DO THIS. Update the data below by changing every "a tab character" to "a single space". Leave everything else unchanged.

Items from a data source:
════════
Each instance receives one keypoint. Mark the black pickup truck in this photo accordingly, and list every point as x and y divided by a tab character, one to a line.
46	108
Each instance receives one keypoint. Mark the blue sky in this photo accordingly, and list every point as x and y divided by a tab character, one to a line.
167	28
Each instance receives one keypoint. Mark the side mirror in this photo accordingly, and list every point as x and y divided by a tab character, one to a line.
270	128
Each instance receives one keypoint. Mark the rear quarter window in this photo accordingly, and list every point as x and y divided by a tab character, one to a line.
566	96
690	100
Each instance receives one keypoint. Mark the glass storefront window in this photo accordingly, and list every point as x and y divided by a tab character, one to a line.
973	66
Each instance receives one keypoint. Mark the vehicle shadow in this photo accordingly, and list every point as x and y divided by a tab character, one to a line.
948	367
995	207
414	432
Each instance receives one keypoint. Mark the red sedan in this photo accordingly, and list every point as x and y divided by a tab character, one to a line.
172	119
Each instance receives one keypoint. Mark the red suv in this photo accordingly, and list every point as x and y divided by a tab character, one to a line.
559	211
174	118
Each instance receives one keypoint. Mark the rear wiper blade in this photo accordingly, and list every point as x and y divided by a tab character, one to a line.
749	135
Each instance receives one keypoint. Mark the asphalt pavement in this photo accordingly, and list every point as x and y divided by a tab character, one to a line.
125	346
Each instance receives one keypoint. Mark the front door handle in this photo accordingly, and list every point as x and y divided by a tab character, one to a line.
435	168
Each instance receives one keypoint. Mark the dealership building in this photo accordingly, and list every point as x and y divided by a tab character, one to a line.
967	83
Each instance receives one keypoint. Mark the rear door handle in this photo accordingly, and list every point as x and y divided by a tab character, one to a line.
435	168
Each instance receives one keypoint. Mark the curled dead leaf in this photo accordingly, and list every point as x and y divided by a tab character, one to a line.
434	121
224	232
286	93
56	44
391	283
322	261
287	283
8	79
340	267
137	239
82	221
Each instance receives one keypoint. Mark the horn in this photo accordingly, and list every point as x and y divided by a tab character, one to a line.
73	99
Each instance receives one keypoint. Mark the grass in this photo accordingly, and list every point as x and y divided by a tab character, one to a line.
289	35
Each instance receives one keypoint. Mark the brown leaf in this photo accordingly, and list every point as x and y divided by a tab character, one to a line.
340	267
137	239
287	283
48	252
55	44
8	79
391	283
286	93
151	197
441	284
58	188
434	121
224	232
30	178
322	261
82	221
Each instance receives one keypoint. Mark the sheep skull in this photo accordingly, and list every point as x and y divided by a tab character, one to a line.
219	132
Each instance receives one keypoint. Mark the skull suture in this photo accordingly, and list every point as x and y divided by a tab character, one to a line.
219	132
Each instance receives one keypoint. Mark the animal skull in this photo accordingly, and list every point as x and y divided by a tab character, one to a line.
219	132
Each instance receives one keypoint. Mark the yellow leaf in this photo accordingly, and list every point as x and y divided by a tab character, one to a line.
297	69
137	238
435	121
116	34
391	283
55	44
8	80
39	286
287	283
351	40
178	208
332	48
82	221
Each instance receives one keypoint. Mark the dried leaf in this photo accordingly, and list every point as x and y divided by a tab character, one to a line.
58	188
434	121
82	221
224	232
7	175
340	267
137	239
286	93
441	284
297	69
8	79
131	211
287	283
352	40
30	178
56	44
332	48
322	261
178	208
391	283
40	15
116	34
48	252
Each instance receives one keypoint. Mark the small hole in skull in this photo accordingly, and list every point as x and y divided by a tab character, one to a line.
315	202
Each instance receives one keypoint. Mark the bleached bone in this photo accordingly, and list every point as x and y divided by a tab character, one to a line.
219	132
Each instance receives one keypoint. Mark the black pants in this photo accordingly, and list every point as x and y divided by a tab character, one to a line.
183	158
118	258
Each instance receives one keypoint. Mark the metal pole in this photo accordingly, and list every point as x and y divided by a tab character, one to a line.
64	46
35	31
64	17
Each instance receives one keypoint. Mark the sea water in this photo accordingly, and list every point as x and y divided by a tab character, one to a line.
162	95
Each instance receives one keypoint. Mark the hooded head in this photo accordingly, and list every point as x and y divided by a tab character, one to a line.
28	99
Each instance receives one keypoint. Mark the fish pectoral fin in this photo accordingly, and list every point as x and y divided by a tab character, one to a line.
════════
PROBLEM SOLUTION.
Each instance receives one keypoint. Mark the black pickup truck in this photo accordingly, and list every point as x and y divided by a single space, one to a line.
46	108
Each instance receives one keypoint. Mark the blue sky in this photo accordingly, and list every point as x and y divided by a single space, one to a line.
167	28
Each instance receives one keypoint. Mark the side mirror in this photo accordingly, and list every point as x and y divided by a single space, one to a line.
270	128
Each instance receives one keypoint. Mark the rear quarter window in this photo accordingly, and list every point as x and y divided by a single space, one to a line.
566	96
690	100
Each instance receives one keypoint. Mark the glass storefront window in this photo accordingly, and list every point as x and y divided by a single space, one to a line.
973	66
Each instance receives one keypoint. Mark the vehicle shadow in this photo accordingly, and list every point as x and y divided by a single space, one to a line.
948	367
995	207
414	432
Each instance receives one keypoint. Mark the red sedan in this photo accordingly, and list every point as x and y divided by a single space, one to a line.
172	119
Each instance receives one keypoint. Mark the red suv in this photo accordingly, and list every point as x and y divided by a single space, one to a line.
559	211
174	118
Each instance receives one keypoint. Mark the rear wiper blade in this photo accordingly, and list every point as x and y divided by a single space, one to a line.
749	135
Each instance receives one keypoint. Mark the asphalt pavement in this photo accordingly, and list every point as x and y divided by a single space, one to a line.
125	346
Each instance receives one keypoint. Mark the front door handle in this photo accordingly, and list every point as x and y divided by a single space, one to a line.
435	168
Each instance receives one keypoint. Mark the dealership building in this photo accordingly, and list every point as x and y divided by a single space, one to a line.
967	83
Each instance receives one keypoint. Mark the rear door handle in this photo accordingly, and list every point as x and y divided by a single space, one to a line.
435	168
Each instance receives one keypoint. Mark the curled dead leaf in this photo accordingly, and list every point as x and y divided by a single space, one to a line.
434	121
224	232
286	93
56	44
391	283
322	261
287	283
8	79
340	267
137	239
82	221
Each instance receives one keypoint. Mark the horn in this photo accordingly, and list every point as x and y divided by a single space, one to a line.
73	99
Each instance receives one keypoint. Mark the grass in this photo accordingly, and list every point as x and y divided by a single space, one to a line.
289	35
Each instance receives one keypoint. Mark the brown leaf in this photo accordingly, and list every point as x and y divided by a single space, one to a line.
340	267
137	239
287	283
48	252
55	44
8	79
391	283
286	93
151	197
441	284
58	188
434	121
224	232
30	178
322	261
82	221
Each instance receives one keypoint. Mark the sheep skull in this photo accordingly, and list every point as x and y divided by a single space, one to a line.
219	132
Each instance receives one keypoint. Mark the skull suture in this photo accordingly, and list every point as x and y divided by a single space, one to a line.
219	132
Each instance receives one keypoint. Mark the animal skull in this photo accordingly, and list every point as x and y divided by a single space, one to a line.
219	132
Each instance receives one keypoint. Mark the yellow leaf in this photo accordingly, and list every point as x and y divided by a single space, one to a line.
297	69
137	238
435	121
116	34
391	283
55	44
8	80
39	286
287	283
351	40
178	208
332	48
82	221
Each instance receives one keypoint. Mark the dried leaf in this photo accordingly, and list every point as x and y divided by a single space, one to a line.
58	188
434	121
82	221
224	232
7	175
340	267
137	239
286	93
441	284
297	69
8	79
131	211
287	283
352	40
30	178
56	44
332	48
322	261
178	208
391	283
40	15
116	34
48	252
Each instance receives one keypoint. Mark the small hole in skull in this photo accordingly, and list every point as x and y divided by a single space, one to a line.
315	202
Each instance receives one keypoint. Mark the bleached bone in this photo accordingly, and list every point as x and y divided by a single space, one to a line.
219	132
Each instance receives one keypoint. Mark the black pants in this photo accordingly, and list every point as x and y divided by a single space, one to a line.
183	158
118	258
Each instance receives one keypoint. Mark the metal pole in this photo accordingly, and list every point as x and y divided by a single space, one to a line.
64	46
35	31
64	17
Each instance receives one keypoint. Mark the sea water in this photo accordingly, and list every point as x and y divided by a single space, one to a line.
162	95
Each instance receives one keypoint. Mark the hooded head in this photo accordingly, and list every point as x and y divided by a single space, one to a line.
28	99
Each instance receives one keypoint. Mark the fish pectoral fin in this photo accordingly, and list every point as x and y divided by a single space, one to a line.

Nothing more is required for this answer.